**Brano di partenza**

Ogni uomo, scriveva Kant, ha la vocazione a pensare da sé; e rispondere a questa vocazione è tanto più importante, se non loi fa da solo, nella sua stanza, ma in pubblico, assieme con gli altri. Chi è isolato, per pensare da sé, deve anche pensare da solo: e questo si fa con fatica, tanto che molti preferiscono affidarsi, come bambini, alla direzione di altri. Ma se qualcuno che ha fatto lo sforzo di ragionare da sé condivide i suoi risultati, sarà più facile che anche altri si convincano ad assaggiare il sapore della libertà. Un funzionario, un militare, un catechista sono ingranaggi nella macchina delle istituzioni: il loro uso della ragione è privato, cioè limitato. Ma quando parlano come scienziati, al di fuori delle loro funzioni, dovrebbero essere lasciati liberi: non trattare, in questo ambito, gli uomini come macchine, promuove la cultura ed il progresso di tutti. Per questo, secondo Kant, merita di essere chiamato pubblico solo l'uso della ragione da parte dello scienziato, in quanto si rivolge a tutti e non può asservirsi ai fini particolari di un capo o di una istituzione senza tradire il proprio impegno per la verità.

La distinzione fra uso privato e uso pubblico della ragione potrebbe essere applicata al software proprietario e a quello libero, per chiederci quale dei due rende più facile rispondere alla nostra vocazione a pensare da noi. Ma il cuore dell'articolo di Kant non era la scienza, bensì la politica della scienza. Kant elogiava Federico, un despota, perché questi, pur pretendendo ubbidienza nell'uso privato, lasciava libero l'uso pubblico della ragione. Così, perfino nella dura scorza delle istituzioni prussiane, poteva crescere il germe della libertà, che avrebbe finito per intaccare anche i princìpi del governo.

Kant non scriveva questo per adulare Federico, ma perché credeva veramente che, se si deve scegliere, è preferibile poter pensare e condividere liberamente le idee piuttosto che limitarsi ad andare a votare ogni tanto. La libertà del sapere può condurre alla democrazia mentre la possibilità di andare a votare non produce, da sé, la libertà e il gusto di pensare con la propria testa.

**Materiale fornito**
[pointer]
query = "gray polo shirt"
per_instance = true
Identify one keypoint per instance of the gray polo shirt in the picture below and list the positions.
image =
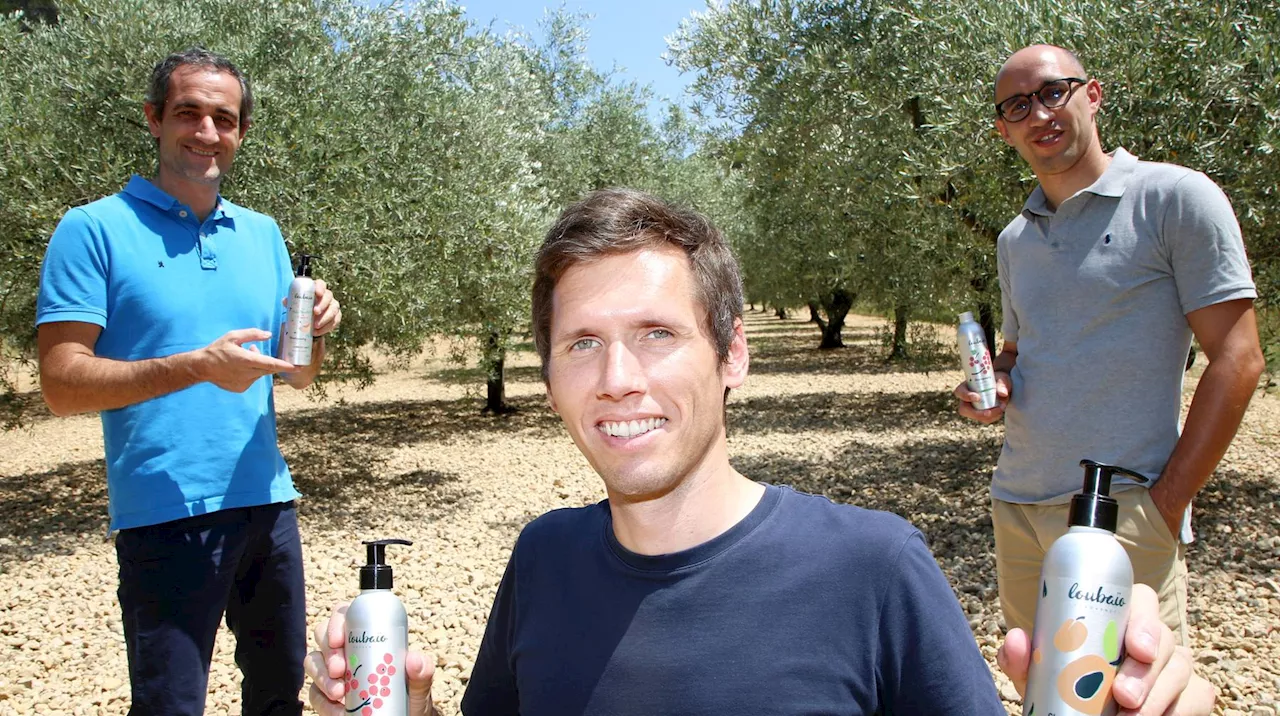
(1096, 296)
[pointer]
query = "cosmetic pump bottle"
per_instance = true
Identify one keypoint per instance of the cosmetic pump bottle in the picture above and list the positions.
(1083, 606)
(297, 325)
(376, 641)
(976, 361)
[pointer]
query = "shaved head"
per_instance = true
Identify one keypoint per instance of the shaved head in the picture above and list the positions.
(1036, 55)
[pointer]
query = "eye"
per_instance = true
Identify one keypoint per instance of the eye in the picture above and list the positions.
(1015, 105)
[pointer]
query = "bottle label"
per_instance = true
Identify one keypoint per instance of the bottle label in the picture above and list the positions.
(297, 328)
(979, 373)
(375, 673)
(1077, 647)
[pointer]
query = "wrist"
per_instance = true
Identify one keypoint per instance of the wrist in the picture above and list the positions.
(191, 365)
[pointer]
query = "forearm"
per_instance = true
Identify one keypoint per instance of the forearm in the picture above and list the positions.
(87, 383)
(1217, 407)
(305, 375)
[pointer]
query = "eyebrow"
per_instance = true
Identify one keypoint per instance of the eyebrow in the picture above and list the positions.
(219, 110)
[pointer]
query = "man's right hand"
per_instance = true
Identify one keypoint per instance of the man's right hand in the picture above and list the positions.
(967, 397)
(229, 365)
(328, 665)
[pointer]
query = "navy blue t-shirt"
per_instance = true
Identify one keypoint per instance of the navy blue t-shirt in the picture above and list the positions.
(803, 607)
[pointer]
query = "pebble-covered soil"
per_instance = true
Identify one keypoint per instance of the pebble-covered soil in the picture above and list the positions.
(414, 457)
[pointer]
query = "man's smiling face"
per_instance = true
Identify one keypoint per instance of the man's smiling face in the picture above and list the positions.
(1051, 140)
(199, 130)
(634, 372)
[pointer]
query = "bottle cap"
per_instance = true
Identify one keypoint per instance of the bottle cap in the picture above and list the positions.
(375, 574)
(1095, 506)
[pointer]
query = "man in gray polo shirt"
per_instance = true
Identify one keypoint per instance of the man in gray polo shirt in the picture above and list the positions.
(1106, 274)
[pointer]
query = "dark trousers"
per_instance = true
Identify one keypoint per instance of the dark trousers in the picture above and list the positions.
(177, 579)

**Elenco dei compiti**
1. Nel brano su Kant e l'uso pubblico della ragione, per quale motivo Kant elogiava Federico?
2. Riprendi il brano su Kant e l'uso pubblico della ragione e proseguilo a partire dalla sua ultima frase.

**Risposte per compito**
1. Perché Federico, pur pretendendo ubbidienza nell'uso privato, lasciava libero l'uso pubblico della ragione.

2.
Oggi i molti politici – italiani ed europei – che si adoperano per la privatizzazione delle idee, promuovendo brevetti per il software, o sanzioni penali per il p2p, possono essere visti come il negativo fotografico di Federico di Prussia. Non sono dei despoti perché li abbiamo eletti noi, che andiamo a votare ogni tanto, ma sono spesso nemici dell'uso pubblico della ragione, perché rendono difficile l'informazione e la discussione al di fuori di istituzioni private il cui fine è il guadagno.

Kant era per la repubblica, ma riconosceva l'autorità morale di Federico, perché il despota aveva avuto l'intelligenza di promuovere quanto non riusciva più a contenere, Bruce Sterling, in Tomorrow now, scrive qualcosa di simile: “un governo non ha bisogno di intraprendere la strada dell'utopia per portare a termine il proprio compito; può fare progetti a lungo raggio, laddove l'industria ne è impossibilitata, estendendo i network, provvedendo alla manutenzione delle strade e costruendo aeroporti. Può favorire i sistemi aperti, che espandono le opportunità personali, rispetto a quelli chiusi, che favoriscono oligarchie e monopoli”. Non occorre essere filosofi, per capirlo. Basterebbe, soltanto, un po' di consapevolezza politica.